Image annotation data
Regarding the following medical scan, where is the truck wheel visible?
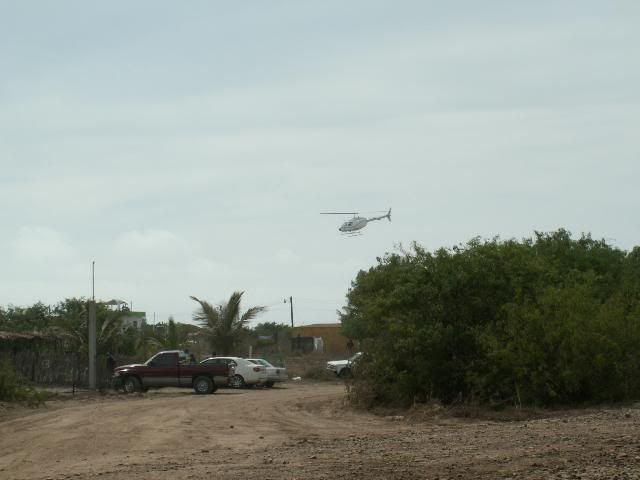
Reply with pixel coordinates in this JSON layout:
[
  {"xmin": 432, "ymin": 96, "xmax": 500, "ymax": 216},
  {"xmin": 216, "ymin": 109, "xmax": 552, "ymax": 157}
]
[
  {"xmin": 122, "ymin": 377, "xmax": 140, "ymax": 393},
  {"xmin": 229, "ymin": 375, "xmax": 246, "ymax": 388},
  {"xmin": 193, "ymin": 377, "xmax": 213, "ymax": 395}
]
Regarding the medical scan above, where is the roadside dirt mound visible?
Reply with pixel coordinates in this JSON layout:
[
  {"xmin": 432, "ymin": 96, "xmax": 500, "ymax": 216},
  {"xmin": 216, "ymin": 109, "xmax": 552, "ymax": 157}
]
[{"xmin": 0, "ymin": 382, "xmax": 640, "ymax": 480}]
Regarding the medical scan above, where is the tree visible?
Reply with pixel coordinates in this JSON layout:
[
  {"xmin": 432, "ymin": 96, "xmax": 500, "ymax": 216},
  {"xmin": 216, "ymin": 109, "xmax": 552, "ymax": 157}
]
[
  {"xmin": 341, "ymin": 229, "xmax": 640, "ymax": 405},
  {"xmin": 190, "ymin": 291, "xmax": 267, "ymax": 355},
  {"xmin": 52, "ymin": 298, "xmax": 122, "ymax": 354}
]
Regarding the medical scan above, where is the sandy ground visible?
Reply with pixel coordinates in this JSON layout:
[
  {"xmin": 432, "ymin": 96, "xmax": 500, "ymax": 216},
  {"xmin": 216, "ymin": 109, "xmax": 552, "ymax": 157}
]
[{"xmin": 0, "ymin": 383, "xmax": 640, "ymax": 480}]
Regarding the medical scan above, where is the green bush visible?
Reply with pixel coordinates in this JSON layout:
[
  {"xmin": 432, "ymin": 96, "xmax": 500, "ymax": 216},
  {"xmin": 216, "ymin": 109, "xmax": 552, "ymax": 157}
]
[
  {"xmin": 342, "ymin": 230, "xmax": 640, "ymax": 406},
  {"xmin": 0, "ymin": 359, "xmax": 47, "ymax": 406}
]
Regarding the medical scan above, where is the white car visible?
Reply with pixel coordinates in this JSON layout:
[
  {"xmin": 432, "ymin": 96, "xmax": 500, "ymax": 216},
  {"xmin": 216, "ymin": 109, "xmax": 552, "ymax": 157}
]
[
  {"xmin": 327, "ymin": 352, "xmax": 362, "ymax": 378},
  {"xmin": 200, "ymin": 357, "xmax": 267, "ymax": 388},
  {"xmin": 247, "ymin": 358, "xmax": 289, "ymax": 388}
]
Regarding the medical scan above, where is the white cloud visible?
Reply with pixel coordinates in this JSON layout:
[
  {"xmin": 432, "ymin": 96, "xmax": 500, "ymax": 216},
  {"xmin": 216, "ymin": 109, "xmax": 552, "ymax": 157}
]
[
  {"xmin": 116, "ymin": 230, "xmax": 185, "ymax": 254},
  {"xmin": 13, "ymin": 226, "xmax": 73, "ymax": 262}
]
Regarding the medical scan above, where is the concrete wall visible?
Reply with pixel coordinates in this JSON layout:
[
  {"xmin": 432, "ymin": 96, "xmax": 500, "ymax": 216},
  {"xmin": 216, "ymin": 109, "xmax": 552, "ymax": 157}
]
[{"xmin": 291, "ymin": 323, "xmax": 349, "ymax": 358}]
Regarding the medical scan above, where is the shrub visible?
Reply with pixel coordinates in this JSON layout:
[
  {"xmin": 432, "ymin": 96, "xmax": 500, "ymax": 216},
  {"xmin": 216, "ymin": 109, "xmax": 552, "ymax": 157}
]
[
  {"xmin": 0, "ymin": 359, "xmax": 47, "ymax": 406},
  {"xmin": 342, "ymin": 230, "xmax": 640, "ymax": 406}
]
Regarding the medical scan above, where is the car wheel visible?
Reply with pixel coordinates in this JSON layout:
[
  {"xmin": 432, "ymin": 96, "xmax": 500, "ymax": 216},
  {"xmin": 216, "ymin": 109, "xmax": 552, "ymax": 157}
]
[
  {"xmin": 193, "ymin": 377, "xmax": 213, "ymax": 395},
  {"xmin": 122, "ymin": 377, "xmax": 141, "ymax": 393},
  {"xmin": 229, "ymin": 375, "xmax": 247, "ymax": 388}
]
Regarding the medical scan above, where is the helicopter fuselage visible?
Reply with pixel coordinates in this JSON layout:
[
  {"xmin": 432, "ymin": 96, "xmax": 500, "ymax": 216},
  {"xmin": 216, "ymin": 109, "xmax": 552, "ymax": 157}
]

(PROBLEM TO WORK ON)
Can you render every line of the entries above as a JSON list of strings, one string per line, with blank lines skipped and the pictures left out?

(REPLY TO THE TASK)
[
  "Regarding the following medical scan, where is the truck wheel visible?",
  "Reply with pixel coordinates in this JSON layout:",
  "[",
  "  {\"xmin\": 432, \"ymin\": 96, \"xmax\": 500, \"ymax\": 216},",
  "  {\"xmin\": 216, \"ymin\": 109, \"xmax\": 552, \"ymax\": 157}",
  "]",
  "[",
  "  {\"xmin\": 122, \"ymin\": 377, \"xmax\": 140, \"ymax\": 393},",
  "  {\"xmin\": 229, \"ymin\": 375, \"xmax\": 246, \"ymax\": 388},",
  "  {\"xmin\": 193, \"ymin\": 377, \"xmax\": 213, \"ymax\": 395}",
  "]",
  "Regarding the medical scan above, where is the roadside dirt mound visible?",
  "Reply with pixel coordinates in this JSON layout:",
  "[",
  "  {\"xmin\": 432, \"ymin\": 96, \"xmax\": 500, \"ymax\": 216},",
  "  {\"xmin\": 216, \"ymin\": 109, \"xmax\": 552, \"ymax\": 157}",
  "]",
  "[{\"xmin\": 0, \"ymin\": 382, \"xmax\": 640, \"ymax\": 480}]",
  "Regarding the medical scan above, where is the tree visible?",
  "Reply with pixel coordinates in this JSON layout:",
  "[",
  "  {\"xmin\": 432, \"ymin\": 96, \"xmax\": 500, \"ymax\": 216},",
  "  {\"xmin\": 216, \"ymin\": 109, \"xmax\": 552, \"ymax\": 157}",
  "]",
  "[",
  "  {\"xmin\": 341, \"ymin\": 229, \"xmax\": 640, \"ymax\": 405},",
  "  {\"xmin\": 190, \"ymin\": 291, \"xmax\": 267, \"ymax\": 355},",
  "  {\"xmin\": 52, \"ymin\": 298, \"xmax\": 122, \"ymax\": 354}",
  "]",
  "Regarding the medical scan above, where is the sandy ground visible?",
  "Reply with pixel coordinates in this JSON layout:",
  "[",
  "  {\"xmin\": 432, \"ymin\": 96, \"xmax\": 500, \"ymax\": 216},",
  "  {\"xmin\": 216, \"ymin\": 109, \"xmax\": 552, \"ymax\": 157}",
  "]",
  "[{\"xmin\": 0, \"ymin\": 383, \"xmax\": 640, \"ymax\": 480}]",
  "Regarding the medical scan above, where is the green bush visible?",
  "Reply with pixel coordinates in this JSON layout:",
  "[",
  "  {\"xmin\": 432, \"ymin\": 96, \"xmax\": 500, \"ymax\": 216},",
  "  {\"xmin\": 216, \"ymin\": 109, \"xmax\": 552, \"ymax\": 157}",
  "]",
  "[",
  "  {\"xmin\": 342, \"ymin\": 230, \"xmax\": 640, \"ymax\": 406},",
  "  {\"xmin\": 0, \"ymin\": 359, \"xmax\": 47, \"ymax\": 406}",
  "]",
  "Regarding the medical scan above, where is the white car visible?",
  "Reply with pixel coordinates in this JSON layout:",
  "[",
  "  {\"xmin\": 432, \"ymin\": 96, \"xmax\": 500, \"ymax\": 216},",
  "  {\"xmin\": 216, \"ymin\": 109, \"xmax\": 552, \"ymax\": 157}",
  "]",
  "[",
  "  {\"xmin\": 327, \"ymin\": 352, \"xmax\": 362, \"ymax\": 378},",
  "  {\"xmin\": 200, \"ymin\": 357, \"xmax\": 267, \"ymax\": 388},",
  "  {\"xmin\": 247, \"ymin\": 358, \"xmax\": 289, \"ymax\": 388}",
  "]",
  "Regarding the medical scan above, where is the white cloud visible?",
  "Reply with pixel coordinates in this JSON layout:",
  "[",
  "  {\"xmin\": 432, \"ymin\": 96, \"xmax\": 500, \"ymax\": 216},",
  "  {\"xmin\": 216, \"ymin\": 109, \"xmax\": 552, \"ymax\": 157}",
  "]",
  "[",
  "  {\"xmin\": 116, \"ymin\": 230, \"xmax\": 185, \"ymax\": 254},",
  "  {\"xmin\": 13, \"ymin\": 226, \"xmax\": 73, \"ymax\": 262}",
  "]",
  "Regarding the medical scan above, where is the concrete wall visible?",
  "Reply with pixel coordinates in this JSON layout:",
  "[",
  "  {\"xmin\": 432, \"ymin\": 96, \"xmax\": 500, \"ymax\": 216},",
  "  {\"xmin\": 216, \"ymin\": 109, \"xmax\": 552, \"ymax\": 157}",
  "]",
  "[{\"xmin\": 291, \"ymin\": 323, \"xmax\": 349, \"ymax\": 358}]",
  "Regarding the medical scan above, where is the shrub visible?",
  "Reply with pixel coordinates in this JSON layout:",
  "[",
  "  {\"xmin\": 432, \"ymin\": 96, \"xmax\": 500, \"ymax\": 216},",
  "  {\"xmin\": 216, \"ymin\": 109, \"xmax\": 552, \"ymax\": 157}",
  "]",
  "[",
  "  {\"xmin\": 0, \"ymin\": 359, \"xmax\": 47, \"ymax\": 406},",
  "  {\"xmin\": 342, \"ymin\": 230, \"xmax\": 640, \"ymax\": 406}",
  "]",
  "Regarding the medical scan above, where is the car wheel visible?",
  "Reply with pixel coordinates in this JSON layout:",
  "[",
  "  {\"xmin\": 432, \"ymin\": 96, \"xmax\": 500, \"ymax\": 216},",
  "  {\"xmin\": 216, \"ymin\": 109, \"xmax\": 552, \"ymax\": 157}",
  "]",
  "[",
  "  {\"xmin\": 193, \"ymin\": 377, \"xmax\": 213, \"ymax\": 395},",
  "  {\"xmin\": 122, \"ymin\": 377, \"xmax\": 141, \"ymax\": 393},",
  "  {\"xmin\": 229, \"ymin\": 375, \"xmax\": 247, \"ymax\": 388}",
  "]",
  "Regarding the medical scan above, where is the helicopter fuselage visible?",
  "Reply with pixel coordinates in this JSON layout:",
  "[",
  "  {\"xmin\": 432, \"ymin\": 96, \"xmax\": 500, \"ymax\": 216},",
  "  {\"xmin\": 216, \"ymin\": 109, \"xmax\": 552, \"ymax\": 157}",
  "]"
]